Starting with the line containing "Where can you spot the green" and going on through the end of the records, write those lines out again with "green moss" replaced by "wet moss" and everything else left unchanged.

___ Extracted data ___

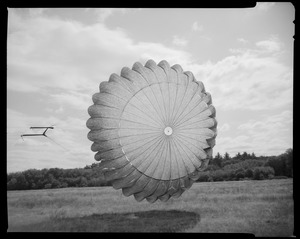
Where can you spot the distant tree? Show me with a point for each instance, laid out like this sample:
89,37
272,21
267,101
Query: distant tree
226,156
244,156
249,173
238,156
48,186
217,160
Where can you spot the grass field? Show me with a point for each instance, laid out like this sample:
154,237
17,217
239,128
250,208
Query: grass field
263,208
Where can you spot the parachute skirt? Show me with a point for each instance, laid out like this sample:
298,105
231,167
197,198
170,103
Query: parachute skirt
153,128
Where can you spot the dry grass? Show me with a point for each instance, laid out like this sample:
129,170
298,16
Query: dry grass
264,208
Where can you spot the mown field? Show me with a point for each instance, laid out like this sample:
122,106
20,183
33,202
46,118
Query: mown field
263,208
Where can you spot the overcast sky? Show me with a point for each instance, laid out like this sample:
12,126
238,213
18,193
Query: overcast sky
56,59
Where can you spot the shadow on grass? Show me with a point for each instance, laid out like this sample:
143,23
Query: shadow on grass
143,221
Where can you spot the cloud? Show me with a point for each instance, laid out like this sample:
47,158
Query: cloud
265,6
249,79
196,27
46,53
270,45
270,135
179,41
225,127
67,145
242,40
104,13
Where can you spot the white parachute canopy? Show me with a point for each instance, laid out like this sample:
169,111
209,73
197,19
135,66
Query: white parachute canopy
153,128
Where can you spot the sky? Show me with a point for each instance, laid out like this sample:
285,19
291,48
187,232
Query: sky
57,57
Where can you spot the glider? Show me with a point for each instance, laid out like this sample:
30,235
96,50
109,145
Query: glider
153,128
43,134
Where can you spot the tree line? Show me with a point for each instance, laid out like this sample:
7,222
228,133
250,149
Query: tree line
221,168
248,167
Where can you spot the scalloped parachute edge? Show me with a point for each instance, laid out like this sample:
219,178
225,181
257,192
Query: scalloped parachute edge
127,122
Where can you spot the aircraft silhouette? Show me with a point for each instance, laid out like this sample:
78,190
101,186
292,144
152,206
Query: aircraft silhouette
43,134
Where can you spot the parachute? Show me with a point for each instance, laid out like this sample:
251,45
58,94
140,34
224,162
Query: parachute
153,128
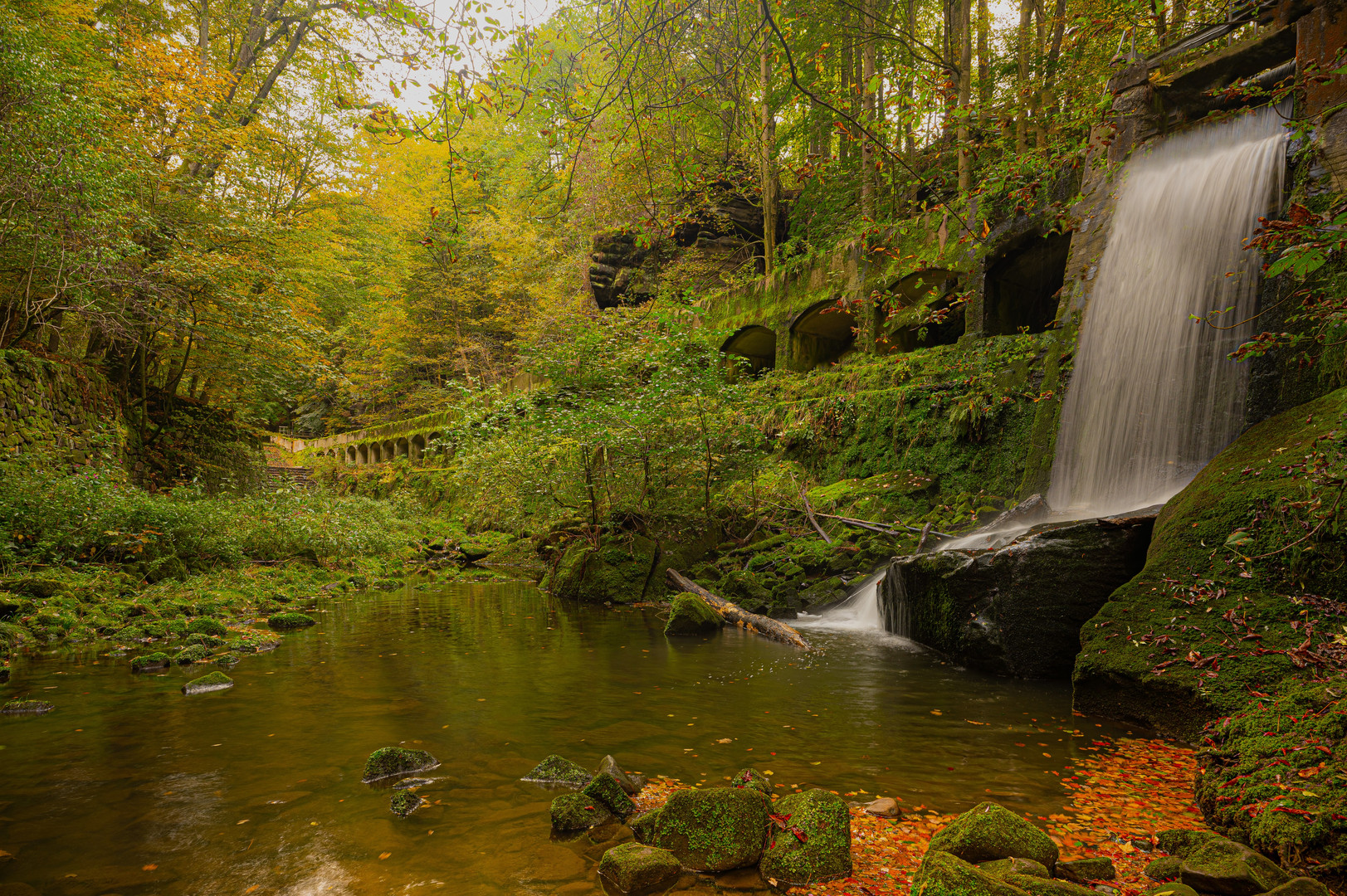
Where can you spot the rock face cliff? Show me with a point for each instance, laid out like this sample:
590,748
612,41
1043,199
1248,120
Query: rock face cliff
1018,609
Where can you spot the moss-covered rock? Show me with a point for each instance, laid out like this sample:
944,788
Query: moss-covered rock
633,869
944,874
690,615
558,770
1003,867
989,831
644,825
577,811
389,762
291,620
403,803
715,830
207,626
815,844
1225,867
608,791
210,682
752,779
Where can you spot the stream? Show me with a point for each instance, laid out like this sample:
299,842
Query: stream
132,788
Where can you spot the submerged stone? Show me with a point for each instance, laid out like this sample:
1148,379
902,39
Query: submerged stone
713,830
391,762
403,803
815,844
1227,868
558,770
149,662
577,813
690,615
291,620
949,874
633,869
752,779
207,684
608,791
989,831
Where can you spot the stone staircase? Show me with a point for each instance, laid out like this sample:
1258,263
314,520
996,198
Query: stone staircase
291,476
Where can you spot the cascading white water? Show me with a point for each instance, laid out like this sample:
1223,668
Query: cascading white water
1154,395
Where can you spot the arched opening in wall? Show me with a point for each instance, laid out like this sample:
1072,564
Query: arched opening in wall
1022,280
756,343
821,334
919,311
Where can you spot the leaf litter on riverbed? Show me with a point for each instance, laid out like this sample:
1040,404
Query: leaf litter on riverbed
1126,791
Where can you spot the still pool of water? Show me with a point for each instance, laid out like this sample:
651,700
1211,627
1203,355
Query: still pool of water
132,788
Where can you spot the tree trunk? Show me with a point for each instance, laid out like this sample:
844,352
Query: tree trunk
768,628
768,149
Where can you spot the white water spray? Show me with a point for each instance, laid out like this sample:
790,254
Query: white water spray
1154,395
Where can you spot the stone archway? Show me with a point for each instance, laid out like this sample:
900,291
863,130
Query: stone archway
756,343
821,334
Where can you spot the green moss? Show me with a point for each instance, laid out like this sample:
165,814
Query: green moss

___

# Solution to this exercise:
Where can you spot the wet moss? Show me with a point for each instance, laid out like this sample:
165,814
Query: wet moss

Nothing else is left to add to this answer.